Things to do:
1. Can you copy the review-scale discussion word for word from "I have no issue" to "determine product quality."?
2. Which review websites does the review-scale discussion name?

··· Source passage ···

7-9 scale - the discussion

IIRC Rotten Tomatoes did this for a little while with game reviews and the end result was almost every game was 80+% “Fresh” since even the harshest game reviews usually have some stupid “worthwhile for those who follow the genre” caveat.

My issue with sites like Gamerankings and Metacritic is that they are not in any way, other than accidental, reflections of game quality.

  1. The sample size is too small to be statistically relevent.

  2. The reviewers at the various sites used to come up with a ranking are not judging on the same scale or, more importantly, examing the same things. Some reviewers are looking at overall game quality, some at perceived consumer appeal and others are looking to impress an editor or the demographic of their readers. For example, some sites care about sound enough to call it out separately, others do not. This leads to wildly different views of the same games and indeed of features within the game.

  3. All games are not judged by consistent standards. There is no question that sequels are compared to an original, that annual franchises are viewed differently than new IP and that the new and fresh is preferable to the familiar. Games are often judged against the current standard of the genre and/or what competitive products are on the market. While these standards are fine when it comes to informing the general consumer, they cloud the picture if one attempts to use these reviews as an objective measure of product quality.

  4. Developers actually use these sites to guide feature design. I’ve worked at several companies who have established a “Gamerankings” or “Metacritic” target for their products. In my opinion this is absurd. Using such a target, designers will inevitably tailor their design towards the bias of game reviewers. This rarely results in good game design, because game reviewers are not ever the target audience of a consumer software entertainment product. They tend to be, no offence to any reviewers our there, considerably more jaded than the typical consumer.

There is no truly objective measure of video game quality that I’ve come across. I know I base my personal measure of success on sales numbers. Those are the numbers that tell me if I still have a job after the game ships.

I have no issue with people using these sites to help make purchasing decisions, but the aggregate numbers should be taken with a large grain of salt if one is attempting to determine product quality.

··· Data section ···

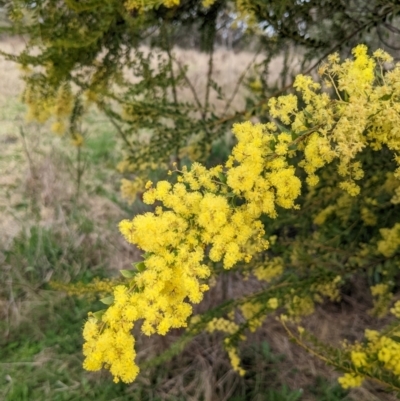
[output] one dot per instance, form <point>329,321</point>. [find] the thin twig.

···

Solved problems:
1.
I have no issue with people using these sites to help make purchasing decisions, but the aggregate numbers should be taken with a large grain of salt if one is attempting to determine product quality.

2. Rotten Tomatoes, Gamerankings, Metacritic